* _DATA PROVIDED_:
━━━

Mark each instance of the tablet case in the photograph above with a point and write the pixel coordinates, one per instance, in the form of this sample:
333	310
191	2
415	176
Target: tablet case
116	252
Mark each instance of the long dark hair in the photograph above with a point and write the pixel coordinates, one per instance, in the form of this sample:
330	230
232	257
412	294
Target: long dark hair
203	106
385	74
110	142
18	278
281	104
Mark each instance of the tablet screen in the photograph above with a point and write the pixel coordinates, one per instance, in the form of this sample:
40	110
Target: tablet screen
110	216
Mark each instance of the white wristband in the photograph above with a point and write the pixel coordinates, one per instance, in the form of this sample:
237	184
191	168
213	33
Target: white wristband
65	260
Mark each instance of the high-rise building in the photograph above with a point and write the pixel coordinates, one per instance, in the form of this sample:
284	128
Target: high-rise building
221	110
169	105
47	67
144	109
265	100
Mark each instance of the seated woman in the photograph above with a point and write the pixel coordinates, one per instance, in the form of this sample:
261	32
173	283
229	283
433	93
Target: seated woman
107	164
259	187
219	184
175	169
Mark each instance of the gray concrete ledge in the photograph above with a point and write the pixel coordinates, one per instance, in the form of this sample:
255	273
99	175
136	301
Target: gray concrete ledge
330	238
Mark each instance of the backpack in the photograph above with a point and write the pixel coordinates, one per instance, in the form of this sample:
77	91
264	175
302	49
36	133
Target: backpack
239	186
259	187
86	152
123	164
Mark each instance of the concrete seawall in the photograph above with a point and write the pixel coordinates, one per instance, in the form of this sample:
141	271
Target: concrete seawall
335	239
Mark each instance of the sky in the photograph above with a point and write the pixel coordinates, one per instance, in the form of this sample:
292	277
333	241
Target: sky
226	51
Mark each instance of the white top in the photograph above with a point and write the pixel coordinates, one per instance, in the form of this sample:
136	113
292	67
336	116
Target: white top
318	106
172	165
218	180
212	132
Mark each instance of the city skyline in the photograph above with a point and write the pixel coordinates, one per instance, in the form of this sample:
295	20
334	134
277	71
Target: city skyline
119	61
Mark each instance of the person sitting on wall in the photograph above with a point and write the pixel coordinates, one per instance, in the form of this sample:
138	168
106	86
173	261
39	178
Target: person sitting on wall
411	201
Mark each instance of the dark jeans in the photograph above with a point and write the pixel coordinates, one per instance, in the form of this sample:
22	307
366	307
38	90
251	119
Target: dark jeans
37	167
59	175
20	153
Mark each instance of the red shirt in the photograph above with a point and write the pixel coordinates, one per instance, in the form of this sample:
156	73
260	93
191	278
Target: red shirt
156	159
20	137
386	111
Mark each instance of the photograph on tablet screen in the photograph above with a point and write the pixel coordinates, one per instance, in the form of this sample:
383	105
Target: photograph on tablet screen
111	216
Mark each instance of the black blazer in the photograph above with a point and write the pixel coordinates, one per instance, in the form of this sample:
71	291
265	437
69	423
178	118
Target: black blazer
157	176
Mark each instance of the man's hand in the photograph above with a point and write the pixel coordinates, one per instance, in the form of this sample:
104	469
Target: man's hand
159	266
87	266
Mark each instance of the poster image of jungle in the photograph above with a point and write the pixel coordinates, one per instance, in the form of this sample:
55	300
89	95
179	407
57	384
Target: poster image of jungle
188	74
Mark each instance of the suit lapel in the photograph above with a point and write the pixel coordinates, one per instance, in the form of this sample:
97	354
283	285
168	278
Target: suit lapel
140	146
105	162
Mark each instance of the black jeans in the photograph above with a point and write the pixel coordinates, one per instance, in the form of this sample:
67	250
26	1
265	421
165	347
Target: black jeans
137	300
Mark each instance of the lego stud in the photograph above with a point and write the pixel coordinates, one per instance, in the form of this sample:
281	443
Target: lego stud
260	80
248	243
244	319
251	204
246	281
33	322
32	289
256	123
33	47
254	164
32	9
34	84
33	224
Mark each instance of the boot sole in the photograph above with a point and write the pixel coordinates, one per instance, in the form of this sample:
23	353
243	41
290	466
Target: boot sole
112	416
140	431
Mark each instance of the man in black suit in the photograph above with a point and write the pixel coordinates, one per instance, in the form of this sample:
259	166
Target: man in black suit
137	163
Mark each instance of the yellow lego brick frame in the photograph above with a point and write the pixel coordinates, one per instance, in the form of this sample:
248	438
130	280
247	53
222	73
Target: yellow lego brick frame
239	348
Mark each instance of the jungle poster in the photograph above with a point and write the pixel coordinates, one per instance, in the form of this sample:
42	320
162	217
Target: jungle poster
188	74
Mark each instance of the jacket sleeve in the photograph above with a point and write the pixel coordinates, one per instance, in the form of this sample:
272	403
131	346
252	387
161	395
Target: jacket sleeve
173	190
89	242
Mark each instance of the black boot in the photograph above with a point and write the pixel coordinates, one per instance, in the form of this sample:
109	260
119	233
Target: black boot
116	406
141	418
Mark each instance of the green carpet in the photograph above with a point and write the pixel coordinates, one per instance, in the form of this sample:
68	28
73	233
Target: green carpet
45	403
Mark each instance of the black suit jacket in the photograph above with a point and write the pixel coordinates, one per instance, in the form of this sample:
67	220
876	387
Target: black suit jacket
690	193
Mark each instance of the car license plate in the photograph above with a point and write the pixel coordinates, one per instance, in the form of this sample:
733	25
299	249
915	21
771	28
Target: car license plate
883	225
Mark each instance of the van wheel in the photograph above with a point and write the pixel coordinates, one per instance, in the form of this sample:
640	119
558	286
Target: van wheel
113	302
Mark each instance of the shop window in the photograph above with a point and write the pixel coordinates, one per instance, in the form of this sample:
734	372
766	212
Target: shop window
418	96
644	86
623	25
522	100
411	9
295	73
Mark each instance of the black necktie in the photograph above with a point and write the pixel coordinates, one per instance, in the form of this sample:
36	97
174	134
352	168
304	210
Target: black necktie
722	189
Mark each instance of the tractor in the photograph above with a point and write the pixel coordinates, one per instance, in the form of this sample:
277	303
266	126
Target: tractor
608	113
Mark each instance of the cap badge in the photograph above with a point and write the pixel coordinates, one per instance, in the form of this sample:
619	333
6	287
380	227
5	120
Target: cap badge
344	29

━━━

* _REQUIREMENT_: Your task is to restate all of the records above word for word.

* _WRITTEN SOLUTION_:
Mark each instance of the tablet case in the photograph above with a point and write the pixel coordinates, one per instance, in the form of this sample:
333	310
191	2
415	176
Target: tablet case
116	252
Mark each instance of the long dark hair in the photograph above with a point and write the pixel coordinates, one per instance, in the form of this sample:
330	230
232	257
412	294
Target: long dark hair
203	106
385	74
110	142
18	278
281	104
Mark each instance of the tablet screen in the photograph above with a point and write the pixel coordinates, one per instance, in the form of this sample:
40	110
Target: tablet screen
110	216
Mark each instance of the white wristband in the photograph above with a point and write the pixel coordinates, one per instance, in the form of this sample:
237	184
191	168
213	33
Target: white wristband
65	260
Mark each instance of the high-rise building in the photograph above with a point and write the pixel coordinates, one per instance, in the form of this sample:
284	128
Target: high-rise building
221	110
169	105
47	67
144	109
265	100
Mark each instance of the seated woman in the photograph above with a point and write the pixel coordinates, one per instance, in the form of this sample:
261	32
173	283
229	283
433	93
Target: seated woman
107	164
259	187
219	184
175	169
Mark each instance of the gray concrete ledge in the photograph above with a point and write the pixel coordinates, one per instance, in the form of this sample:
255	273
99	175
136	301
Target: gray concrete ledge
330	238
Mark each instance of the backpack in the photograph above with a point and write the pixel coordinates, one per instance, in the form of this sample:
77	91
264	175
302	49
36	133
Target: backpack
239	186
259	187
86	152
123	164
Mark each instance of the concrete seawall in the photograph above with a point and write the pixel coordinates, one per instance, in the form of this sample:
141	271
Target: concrete seawall
335	239
Mark each instance of the sky in the photograph above with a point and write the pixel coordinates, one per instance, in the form of this sample:
292	277
333	241
Target: sky
226	51
Mark each instance of the white top in the photograph above with a point and write the pixel coordinates, one per instance, in the form of this sample:
136	113
292	67
336	116
Target: white top
318	106
172	165
218	180
212	132
Mark each instance of the city skyline in the photograph above with a point and write the pixel coordinates, one per instance, in the form of this sample:
295	20
334	134
277	71
Target: city skyline
119	61
Mark each instance of the person sitting on wall in the photograph above with a point and write the pixel coordinates, one per instance, in the form of this sample:
138	168
106	86
173	261
39	178
Target: person sitting on wall
411	201
Mark each instance of the dark jeans in the photograph above with a point and write the pixel coordinates, one per instance, in the form of this sample:
22	307
366	307
38	90
251	119
Target: dark jeans
37	167
59	175
20	153
Mark each instance of the red shirt in the photograph above with a point and write the pixel coordinates, one per instance, in the form of this sample:
156	73
260	93
191	278
Target: red shirt
156	159
20	137
386	111
Mark each instance of the photograph on tablet screen in the photograph above with a point and write the pixel coordinates, one per instance, in the form of this sample:
383	105
Target: photograph on tablet screen
111	216
Mark each instance of the black blazer in the photograph above with a point and write the pixel coordinates, one per instance, in the form of this sample:
71	291
265	437
69	423
178	118
Target: black blazer
157	176
Mark each instance of the man's hand in the photograph above with a point and write the pixel coordinates, one per instance, in the form of this sample:
104	469
Target: man's hand
159	266
87	266
Mark each instance of the poster image of jungle in the photograph above with a point and write the pixel coordinates, one per instance, in the form of this sample:
55	300
89	95
179	407
57	384
Target: poster image of jungle
188	74
Mark each instance of the suit lapel in the photograph above with a point and write the pixel coordinates, one per instance, in the form of this sample:
97	354
283	285
168	278
Target: suit lapel
140	146
105	162
Mark each instance of the black jeans in the photograph above with a point and write the pixel coordinates, one per instance, in the form of this sample:
67	250
26	1
265	421
165	347
Target: black jeans
137	300
Mark each instance of the lego stud in the photograph above with a point and write the pixel coordinates, one per instance, in the form of this sample:
281	443
Target: lego stud
260	80
248	243
244	319
251	204
246	281
33	322
32	289
256	123
33	47
254	164
32	9
34	84
33	224
Mark each instance of the boot sole in the photograph above with a point and write the pixel coordinates, one per instance, in the form of this sample:
23	353
243	41
290	466
Target: boot sole
112	416
140	431
Mark each instance of the man in black suit in the photograph above with a point and write the pixel coordinates, one per instance, in the form of this sample:
259	166
Target: man in black suit
137	163
Mark each instance of the yellow lego brick frame in the photograph above with a point and write the pixel coordinates, one per instance, in the form of this sample:
248	438
130	280
247	53
222	73
Target: yellow lego brick frame
239	348
Mark each instance of the jungle poster in the photograph above with a point and write the pixel coordinates, one per instance, in the form of this sample:
42	320
162	217
Target: jungle poster
188	74
Mark each instance of the jacket sleeve in the photograph above with a point and write the pixel coordinates, one per instance, in the form of this sample:
272	403
131	346
252	387
161	395
Target: jacket sleeve
173	190
89	242
Mark each instance of the black boot in the photograph above with a point and write the pixel coordinates, one per instance, in the form of this sample:
109	260
119	233
Target: black boot
116	406
141	418
Mark each instance of the green carpet in the photograph above with a point and write the pixel coordinates, one per instance, in the form of this sample:
68	28
73	233
Target: green carpet
45	403
Mark each instance of the black suit jacket in the photograph above with a point and write the pixel coordinates, one per instance, in the form of this sample:
67	220
876	387
Target: black suit jacket
690	193
Mark each instance of the car license plate in the photograph above with a point and write the pixel coordinates, one per instance, in the form of this sample:
733	25
299	249
915	21
771	28
Target: car license plate
883	225
Mark each instance of the van wheel in the photograph above with a point and write the pixel coordinates, one per instance, in the form of this sample:
640	119
558	286
Target: van wheel
113	302
Mark each instance of the shop window in the photograph above with a point and write the pixel coordinates, one per instance, in the form of this sample:
734	372
766	212
Target: shop window
418	96
644	86
623	25
522	100
411	9
295	73
Mark each instance of the black necktie in the photograph above with a point and write the pixel coordinates, one per instance, in the form of this sample:
36	97
174	134
352	168
304	210
Target: black necktie
722	189
Mark each instance of the tractor in the photograph above with a point and write the pixel coordinates, one per instance, in the form of this sample:
277	303
266	126
Target: tractor
608	113
Mark each instance of the cap badge in the photograph above with a point and write the pixel coordinates, one per instance, in the form of this sample:
619	333
6	287
380	227
5	120
Target: cap badge
344	29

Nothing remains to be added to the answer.